• **GIVEN EXERCISE A**
Could you reproduce the stretch of the regression code excerpt from "y = 1.0 + 2.0*x" through "regression (Tukey bisquare)", character for character?

##### EXCERPT PROVIDED #####

Regression and model fitting

! Simple linear regression
x = runif(200)
y = 1.0 + 2.0*x + 0.2*rnorm(200)
regress(x, y)                     ! with intercept by default
regress(x, y, intcp=0)            ! no-intercept regression
huber_regress(y, x)               ! robust simple regression (Huber loss)
huber_regress(y, x, c=1.345)      ! robust threshold tuning
bisquare_regress(y, x)            ! robust simple regression (Tukey bisquare)
bisquare_regress(y, x, c=4.685)   ! robust threshold tuning
dist_regress(normal, y, x)        ! Gaussian-error regression
dist_regress(t, y, x)             ! Student-t regression, df estimated if omitted
dist_regress(t, y, x, df=[4,6,8,12]) ! choose best df from candidate grid

! Multiple regression
z = x^2
regress(y, x, z)                  ! multiple predictors via regress(...)

##### DATA IN THIS EXERCISE #####

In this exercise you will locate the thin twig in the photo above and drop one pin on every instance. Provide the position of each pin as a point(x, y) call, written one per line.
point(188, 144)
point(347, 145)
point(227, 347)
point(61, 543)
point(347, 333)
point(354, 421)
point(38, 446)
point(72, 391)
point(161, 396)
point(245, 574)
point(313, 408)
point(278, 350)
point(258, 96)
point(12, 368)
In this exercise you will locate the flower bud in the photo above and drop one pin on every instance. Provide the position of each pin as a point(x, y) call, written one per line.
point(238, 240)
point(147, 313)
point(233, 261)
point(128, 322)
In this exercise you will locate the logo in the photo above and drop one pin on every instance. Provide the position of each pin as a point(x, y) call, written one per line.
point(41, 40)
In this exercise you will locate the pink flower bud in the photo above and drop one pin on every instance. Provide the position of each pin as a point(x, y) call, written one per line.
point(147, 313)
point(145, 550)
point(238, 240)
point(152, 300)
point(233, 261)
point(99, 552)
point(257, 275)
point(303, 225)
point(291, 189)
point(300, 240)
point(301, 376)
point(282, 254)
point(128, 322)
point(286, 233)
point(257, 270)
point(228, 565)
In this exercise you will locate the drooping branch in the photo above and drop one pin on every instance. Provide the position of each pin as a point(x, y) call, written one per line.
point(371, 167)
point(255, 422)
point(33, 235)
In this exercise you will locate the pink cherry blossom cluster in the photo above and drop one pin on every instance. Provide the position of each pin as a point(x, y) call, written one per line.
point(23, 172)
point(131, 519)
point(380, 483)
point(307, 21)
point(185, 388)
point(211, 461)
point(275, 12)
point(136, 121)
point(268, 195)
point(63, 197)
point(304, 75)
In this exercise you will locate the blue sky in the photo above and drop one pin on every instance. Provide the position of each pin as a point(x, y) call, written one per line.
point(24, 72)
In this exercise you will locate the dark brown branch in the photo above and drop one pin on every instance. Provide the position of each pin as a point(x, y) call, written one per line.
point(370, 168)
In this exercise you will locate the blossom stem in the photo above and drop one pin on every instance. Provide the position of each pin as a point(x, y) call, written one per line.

#####

• **GIVEN EXERCISE B**
Can you rewrite the stretch from the first of the rows through the line that contains "point(258, 96)", with "thin twig" replaced by "slender twig" and all else unchanged, and return only those lines?

• **TASK ANSWER A**
y = 1.0 + 2.0*x + 0.2*rnorm(200)
regress(x, y)                     ! with intercept by default
regress(x, y, intcp=0)            ! no-intercept regression
huber_regress(y, x)               ! robust simple regression (Huber loss)
huber_regress(y, x, c=1.345)      ! robust threshold tuning
bisquare_regress(y, x)            ! robust simple regression (Tukey bisquare)

• **TASK ANSWER B**
In this exercise you will locate the slender twig in the photo above and drop one pin on every instance. Provide the position of each pin as a point(x, y) call, written one per line.
point(188, 144)
point(347, 145)
point(227, 347)
point(61, 543)
point(347, 333)
point(354, 421)
point(38, 446)
point(72, 391)
point(161, 396)
point(245, 574)
point(313, 408)
point(278, 350)
point(258, 96)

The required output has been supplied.